_PROMPT_:
Could you retype the debt settlement article word for word, from "While debt settlement" to "with unethical intentions."?

=== GIVEN TEXT ===

On Behalf of O’Brien Law Firm, LLC

Posted on: August 5, 2018

If you, like so many others, have found that overwhelming debt has become a fixture in your life, you may be exploring your options and trying to figure out how to get your finances back under your control. People in your circumstances often feel hopeless, but the good news is, there are a variety of options that may meet your needs. Regrettably, however, some companies tend to prey on those struggling with seemingly insurmountable debt, and they do not always engage in ethical tactics when doing so.

For example, if you are facing massive amounts of, say, credit card debt, you may start receiving offers from so-called debt settlement agencies that attest that they can resolve your debts for only a small fraction of what you owe. Sounds great, right? Keep in mind, however, that, as with many things in life, if something seems too good to be true, it just well might be.

Why you should be wary

Typically, debt settlement companies will tell you they can negotiate with your creditors and argue down the amount of debt you owe. The problem is, however, your creditors have absolutely no obligation to follow along with the debt settlement agency’s proposal, so what your debt settlement representative tells you may be far from the truth. A debt settlement company may also avoid telling you about other potential risks associated with the process, which might include your credit taking a serious hit, debt collectors continuing to blow you up, and so on.

Spotting potential scams

While debt settlement agencies may prey on your stress and desire for a fast solution, there are key signs to be on alert for that should serve as red flags. More specifically, think twice before signing on with a debt settlement company that charges upfront fees, or one that instructs you to cease all communications with your creditors without explaining the potential risks involved in doing so. Similarly, avoid signing on with any company that makes guarantees about eliminating your debt, as again, your creditors have no obligation whatsoever to comply.

Despite what debt settlement companies tell you, signing on with one is rarely your best option. Consider alternatives before signing on with a company with unethical intentions.

=== ENTRIES SUPPLIED ===

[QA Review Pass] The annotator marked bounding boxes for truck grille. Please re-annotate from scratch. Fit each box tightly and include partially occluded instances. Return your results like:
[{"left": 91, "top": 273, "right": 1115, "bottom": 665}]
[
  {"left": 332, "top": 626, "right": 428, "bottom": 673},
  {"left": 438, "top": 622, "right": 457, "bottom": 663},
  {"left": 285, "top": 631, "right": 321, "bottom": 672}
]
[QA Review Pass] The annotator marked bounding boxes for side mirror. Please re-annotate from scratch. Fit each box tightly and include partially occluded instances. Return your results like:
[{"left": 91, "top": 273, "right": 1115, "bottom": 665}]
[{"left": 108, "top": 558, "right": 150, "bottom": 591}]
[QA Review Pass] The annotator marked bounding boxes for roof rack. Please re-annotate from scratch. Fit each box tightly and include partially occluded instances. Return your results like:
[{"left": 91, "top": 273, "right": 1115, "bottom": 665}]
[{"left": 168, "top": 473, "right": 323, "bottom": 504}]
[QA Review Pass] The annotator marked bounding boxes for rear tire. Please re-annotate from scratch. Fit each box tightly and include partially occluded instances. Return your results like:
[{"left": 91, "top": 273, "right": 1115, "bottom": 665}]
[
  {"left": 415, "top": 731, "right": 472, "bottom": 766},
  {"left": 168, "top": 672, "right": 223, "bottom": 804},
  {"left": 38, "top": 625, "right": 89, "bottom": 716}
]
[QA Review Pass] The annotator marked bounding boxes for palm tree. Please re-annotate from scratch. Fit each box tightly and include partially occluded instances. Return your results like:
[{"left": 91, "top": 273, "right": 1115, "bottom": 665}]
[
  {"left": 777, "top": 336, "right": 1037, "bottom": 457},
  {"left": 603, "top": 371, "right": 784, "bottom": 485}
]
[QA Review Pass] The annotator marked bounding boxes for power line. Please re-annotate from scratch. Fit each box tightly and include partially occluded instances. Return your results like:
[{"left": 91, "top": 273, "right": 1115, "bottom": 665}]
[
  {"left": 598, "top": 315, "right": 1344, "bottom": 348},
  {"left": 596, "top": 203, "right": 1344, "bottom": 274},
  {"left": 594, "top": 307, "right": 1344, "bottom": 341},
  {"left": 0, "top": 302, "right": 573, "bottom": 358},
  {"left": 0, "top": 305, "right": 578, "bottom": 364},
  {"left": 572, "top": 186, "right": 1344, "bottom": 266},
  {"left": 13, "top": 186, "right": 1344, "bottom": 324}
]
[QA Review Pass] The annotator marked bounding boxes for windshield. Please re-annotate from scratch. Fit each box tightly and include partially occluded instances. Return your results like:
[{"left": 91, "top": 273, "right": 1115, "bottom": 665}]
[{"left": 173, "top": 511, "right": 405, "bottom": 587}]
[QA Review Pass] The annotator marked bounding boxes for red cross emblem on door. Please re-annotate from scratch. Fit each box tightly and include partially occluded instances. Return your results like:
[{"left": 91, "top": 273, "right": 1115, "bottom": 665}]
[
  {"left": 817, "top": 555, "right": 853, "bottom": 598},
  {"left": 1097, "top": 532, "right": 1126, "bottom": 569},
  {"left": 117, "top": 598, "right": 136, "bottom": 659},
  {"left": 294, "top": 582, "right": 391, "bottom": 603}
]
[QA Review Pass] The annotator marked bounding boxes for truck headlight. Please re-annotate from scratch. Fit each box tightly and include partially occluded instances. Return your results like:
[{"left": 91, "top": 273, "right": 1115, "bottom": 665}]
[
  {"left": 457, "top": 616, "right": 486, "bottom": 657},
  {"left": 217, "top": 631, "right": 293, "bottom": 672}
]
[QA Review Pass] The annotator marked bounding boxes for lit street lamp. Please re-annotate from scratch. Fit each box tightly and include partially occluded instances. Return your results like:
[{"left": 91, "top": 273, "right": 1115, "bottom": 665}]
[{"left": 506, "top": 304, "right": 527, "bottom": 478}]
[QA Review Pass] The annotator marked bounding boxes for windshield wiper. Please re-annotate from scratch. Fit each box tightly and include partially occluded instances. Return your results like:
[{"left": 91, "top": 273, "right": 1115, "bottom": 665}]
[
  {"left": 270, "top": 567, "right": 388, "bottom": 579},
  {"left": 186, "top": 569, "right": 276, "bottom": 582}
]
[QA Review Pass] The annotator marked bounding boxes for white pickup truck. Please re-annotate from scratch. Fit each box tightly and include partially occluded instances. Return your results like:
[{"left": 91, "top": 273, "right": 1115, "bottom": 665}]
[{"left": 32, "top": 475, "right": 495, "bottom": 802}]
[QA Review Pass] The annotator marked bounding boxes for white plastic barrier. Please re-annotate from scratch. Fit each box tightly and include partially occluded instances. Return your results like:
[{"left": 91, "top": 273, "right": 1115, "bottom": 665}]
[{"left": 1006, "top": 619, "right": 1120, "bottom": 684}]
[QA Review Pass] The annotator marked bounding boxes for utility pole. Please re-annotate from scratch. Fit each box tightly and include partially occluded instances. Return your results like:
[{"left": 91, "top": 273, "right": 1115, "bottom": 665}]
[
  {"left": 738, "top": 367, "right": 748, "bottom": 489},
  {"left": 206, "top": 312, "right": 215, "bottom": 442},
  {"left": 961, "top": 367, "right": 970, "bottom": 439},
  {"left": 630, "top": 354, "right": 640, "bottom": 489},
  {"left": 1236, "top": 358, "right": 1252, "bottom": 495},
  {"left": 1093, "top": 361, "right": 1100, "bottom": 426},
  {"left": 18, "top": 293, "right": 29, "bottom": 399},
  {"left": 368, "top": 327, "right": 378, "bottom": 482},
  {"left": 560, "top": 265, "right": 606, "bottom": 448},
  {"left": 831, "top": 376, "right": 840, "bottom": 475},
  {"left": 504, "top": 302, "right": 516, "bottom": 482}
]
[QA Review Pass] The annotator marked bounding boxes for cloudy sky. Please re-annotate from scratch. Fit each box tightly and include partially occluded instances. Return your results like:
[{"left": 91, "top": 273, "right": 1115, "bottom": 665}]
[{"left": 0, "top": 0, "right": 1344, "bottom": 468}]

===

_SOLUTION BELOW_:
While debt settlement agencies may prey on your stress and desire for a fast solution, there are key signs to be on alert for that should serve as red flags. More specifically, think twice before signing on with a debt settlement company that charges upfront fees, or one that instructs you to cease all communications with your creditors without explaining the potential risks involved in doing so. Similarly, avoid signing on with any company that makes guarantees about eliminating your debt, as again, your creditors have no obligation whatsoever to comply.

Despite what debt settlement companies tell you, signing on with one is rarely your best option. Consider alternatives before signing on with a company with unethical intentions.